**原文:**
0/1背包问题 - 回溯法(C++实现)

0/1背包问题 – 回溯法(C++实现)

flyfish

Backtracking is a general algorithm for finding all (or some) solutions to some computational problems, notably constraint satisfaction problems, that incrementally builds candidates to the solutions, and abandons each partial candidate c (“backtracks”) as soon as it determines that c cannot possibly be completed to a valid solution

回溯法是查找计算问题的所有或者一些解决方案的通用算法。尤其constraint satisfaction problems(约束满足问题),逐步建立候选的解决方案,尽早抛弃无效的

解决方案

notably与particularly,especially是同义词

especially和specially之间的区别

通过实例区别
I liked all the children, Tom especially.我喜欢所有的孩子,特别是汤姆.
I don’t like bright color, especially red.我不喜欢鲜艳的颜色, 尤其是红色.

Those shoes were specially made for me.这双鞋是专门为我做的.
I made this specially for your birthday.这是我特意为你生日而做的
The ring was specially made for her.戒指是为她特制的

解决方案集合构成的一颗二叉树
《0/1背包问题 - 回溯法(C++实现)》
代码:VC++调试通过

#include "stdafx.h"

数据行
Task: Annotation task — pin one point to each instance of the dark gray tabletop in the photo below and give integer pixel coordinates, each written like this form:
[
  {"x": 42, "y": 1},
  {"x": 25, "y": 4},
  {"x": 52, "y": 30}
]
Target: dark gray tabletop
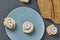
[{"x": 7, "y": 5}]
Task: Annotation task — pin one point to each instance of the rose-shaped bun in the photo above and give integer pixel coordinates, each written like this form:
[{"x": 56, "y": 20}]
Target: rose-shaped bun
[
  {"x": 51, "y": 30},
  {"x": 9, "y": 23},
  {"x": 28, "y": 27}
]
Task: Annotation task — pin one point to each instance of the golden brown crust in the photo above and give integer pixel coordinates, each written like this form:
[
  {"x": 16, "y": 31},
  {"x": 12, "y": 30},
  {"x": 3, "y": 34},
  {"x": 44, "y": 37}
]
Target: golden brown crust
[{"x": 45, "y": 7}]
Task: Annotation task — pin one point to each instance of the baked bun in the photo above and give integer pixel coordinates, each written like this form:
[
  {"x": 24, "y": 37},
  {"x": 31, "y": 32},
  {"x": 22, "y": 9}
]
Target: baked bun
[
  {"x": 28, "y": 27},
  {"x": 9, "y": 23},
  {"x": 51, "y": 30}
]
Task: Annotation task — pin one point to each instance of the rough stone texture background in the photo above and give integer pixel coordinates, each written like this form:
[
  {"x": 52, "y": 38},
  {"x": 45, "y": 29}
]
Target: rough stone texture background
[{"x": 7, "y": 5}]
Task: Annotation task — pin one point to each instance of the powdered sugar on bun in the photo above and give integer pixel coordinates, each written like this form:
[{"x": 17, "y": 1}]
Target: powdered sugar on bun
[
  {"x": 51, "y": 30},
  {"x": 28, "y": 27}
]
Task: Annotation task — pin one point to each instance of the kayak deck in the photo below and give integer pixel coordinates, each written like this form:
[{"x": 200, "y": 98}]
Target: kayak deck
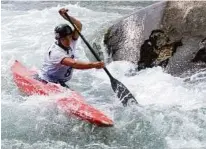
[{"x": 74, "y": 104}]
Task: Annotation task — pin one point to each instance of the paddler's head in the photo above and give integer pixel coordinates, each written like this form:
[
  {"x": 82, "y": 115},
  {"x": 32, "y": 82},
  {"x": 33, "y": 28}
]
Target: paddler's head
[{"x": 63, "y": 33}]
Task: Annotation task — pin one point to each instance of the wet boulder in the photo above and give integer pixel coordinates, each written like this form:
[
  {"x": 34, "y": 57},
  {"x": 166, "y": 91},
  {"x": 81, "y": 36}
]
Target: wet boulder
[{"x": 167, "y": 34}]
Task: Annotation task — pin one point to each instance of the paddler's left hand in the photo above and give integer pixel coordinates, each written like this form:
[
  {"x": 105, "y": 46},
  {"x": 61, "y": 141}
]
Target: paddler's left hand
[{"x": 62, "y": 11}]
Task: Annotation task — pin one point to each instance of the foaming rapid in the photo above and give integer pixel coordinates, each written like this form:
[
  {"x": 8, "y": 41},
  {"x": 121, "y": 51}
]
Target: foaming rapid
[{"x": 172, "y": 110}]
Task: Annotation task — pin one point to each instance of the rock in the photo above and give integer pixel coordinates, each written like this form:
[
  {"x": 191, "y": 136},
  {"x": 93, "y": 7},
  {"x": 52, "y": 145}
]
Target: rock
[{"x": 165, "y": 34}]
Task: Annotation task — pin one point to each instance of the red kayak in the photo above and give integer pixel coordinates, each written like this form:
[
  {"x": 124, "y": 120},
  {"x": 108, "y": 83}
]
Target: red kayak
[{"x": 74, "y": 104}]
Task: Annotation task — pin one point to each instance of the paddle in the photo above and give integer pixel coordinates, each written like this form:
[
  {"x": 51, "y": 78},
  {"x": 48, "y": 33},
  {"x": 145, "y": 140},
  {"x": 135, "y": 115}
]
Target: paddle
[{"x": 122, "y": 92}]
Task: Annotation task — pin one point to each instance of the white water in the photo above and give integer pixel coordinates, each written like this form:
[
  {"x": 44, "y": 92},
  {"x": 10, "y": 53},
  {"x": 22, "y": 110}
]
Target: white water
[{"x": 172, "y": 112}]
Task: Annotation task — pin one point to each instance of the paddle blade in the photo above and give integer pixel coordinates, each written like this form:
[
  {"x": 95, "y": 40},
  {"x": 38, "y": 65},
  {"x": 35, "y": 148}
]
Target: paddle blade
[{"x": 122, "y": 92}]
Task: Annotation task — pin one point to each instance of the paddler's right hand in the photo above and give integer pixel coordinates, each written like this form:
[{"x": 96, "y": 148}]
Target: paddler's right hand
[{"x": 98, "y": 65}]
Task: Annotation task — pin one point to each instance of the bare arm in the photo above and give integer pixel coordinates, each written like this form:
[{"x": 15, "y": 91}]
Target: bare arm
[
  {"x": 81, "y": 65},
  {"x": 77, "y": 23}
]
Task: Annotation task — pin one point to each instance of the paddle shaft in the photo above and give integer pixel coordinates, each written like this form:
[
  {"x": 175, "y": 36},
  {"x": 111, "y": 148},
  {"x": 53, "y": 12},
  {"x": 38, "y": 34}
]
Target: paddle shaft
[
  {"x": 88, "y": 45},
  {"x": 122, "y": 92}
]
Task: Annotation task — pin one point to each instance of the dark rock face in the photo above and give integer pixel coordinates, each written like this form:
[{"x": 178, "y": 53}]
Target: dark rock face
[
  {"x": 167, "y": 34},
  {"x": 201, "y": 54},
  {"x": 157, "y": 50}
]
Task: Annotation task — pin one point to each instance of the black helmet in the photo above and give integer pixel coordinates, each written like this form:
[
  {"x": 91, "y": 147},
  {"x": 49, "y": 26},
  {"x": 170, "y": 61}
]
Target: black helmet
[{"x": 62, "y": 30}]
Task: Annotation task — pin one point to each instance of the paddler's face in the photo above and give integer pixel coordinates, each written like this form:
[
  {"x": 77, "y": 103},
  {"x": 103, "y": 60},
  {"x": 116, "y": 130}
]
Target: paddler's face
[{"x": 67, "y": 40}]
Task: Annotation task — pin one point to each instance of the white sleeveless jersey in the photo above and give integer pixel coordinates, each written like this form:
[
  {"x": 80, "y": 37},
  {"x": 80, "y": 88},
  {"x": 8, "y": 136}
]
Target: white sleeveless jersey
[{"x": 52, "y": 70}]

**练习要求:**
1. 在这篇讲0/1背包回溯法的文章中，找出所有含有单词 specially（不算 especially）的英文例句，并全部列出。
2. 接着这篇讲0/1背包回溯法的文章的末尾往下写。

**参考答案:**
1.
Those shoes were specially made for me.
I made this specially for your birthday.
The ring was specially made for her.

2.
#include <iostream>
#include <algorithm>
#include <vector>

struct Item //物品定义
{
    int id, weight, value;//编号,重量,价值。编号为0的物品这里没有使用
    Item(){}
    Item(int i, int w, int v) :id(i), weight(w), value(v){}


    void operator += (const Item &i) //重载操作符主要是为计算使用
    {
        this->value = this->value + i.value;
        this->weight = this->weight + i.weight;
    }
    void operator -= (const Item &i)
    {
        this->value = this->value - i.value;
        this->weight = this->weight - i.weight;
    }
};



Item currentItem{ 0, 0, 0 };
const int n = 4, C = 10;
//C背包所能承受的最大重量
//物品个数n
int edge[n];  //记录树中的路径,1表示装入背包,0反之

std::vector<Item> allItems;//所有的物品
int maxValue = 0;//能够装入背包的最大价值

void Backtracking(int i)
{
    if (i >= n)//递归结束
    {
        if (currentItem.value > maxValue)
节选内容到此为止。